====== Article ======

“In Order Flesh by Flesh to Free”: A Fifth-Century Hymn (1)

For Advent, Christmas, and Epiphany, I think I’m going to change things up slightly for “Melanchthon Monday.” For the next several weeks, I want to turn our attention to one of the two surviving hymns from the hand of the fifth century biblical epic poet Sedulius.

Sedulius’s second hymn, “A solis ortus cardine,” was immensely popular throughout the Middle Ages and Reformation. Martin Luther, for example, wrote two hymns based on parts of it (one for Christmas, one for Epiphany), and many modern hymnals still include translations of parts of Sedulius’s hymn, several verses of which were translated into English by John Mason Neale.

The Latin hymn consists of 23 four-line stanzas in iambic dimeters, the meter St. Ambrose made standard for Christian hymnody for several centuries.

======

» Short problem A
Answer these questions using the post:
(i) How many stanzas make up the Latin hymn?
(ii) Who translated several verses of the hymn into English?
(iii) How many hymns did Martin Luther write based on parts of it?
» Short problem B
Duplicate the passage of the post from "For Advent, Christmas, and" to "for several centuries.".
» Short problem C
Name every season or feast of the church year that the post mentions.
The material placed after the post comes from a separate source.

====== Data supplied ======

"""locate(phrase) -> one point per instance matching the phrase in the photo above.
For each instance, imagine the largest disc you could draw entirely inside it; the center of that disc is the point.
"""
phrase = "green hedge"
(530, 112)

======

» Exercise result A
(i) 23 four-line stanzas
(ii) John Mason Neale
(iii) Two (one for Christmas, one for Epiphany)

» Exercise result B
For Advent, Christmas, and Epiphany, I think I’m going to change things up slightly for “Melanchthon Monday.” For the next several weeks, I want to turn our attention to one of the two surviving hymns from the hand of the fifth century biblical epic poet Sedulius.

Sedulius’s second hymn, “A solis ortus cardine,” was immensely popular throughout the Middle Ages and Reformation. Martin Luther, for example, wrote two hymns based on parts of it (one for Christmas, one for Epiphany), and many modern hymnals still include translations of parts of Sedulius’s hymn, several verses of which were translated into English by John Mason Neale.

The Latin hymn consists of 23 four-line stanzas in iambic dimeters, the meter St. Ambrose made standard for Christian hymnody for several centuries.

» Exercise result C
Advent, Christmas, Epiphany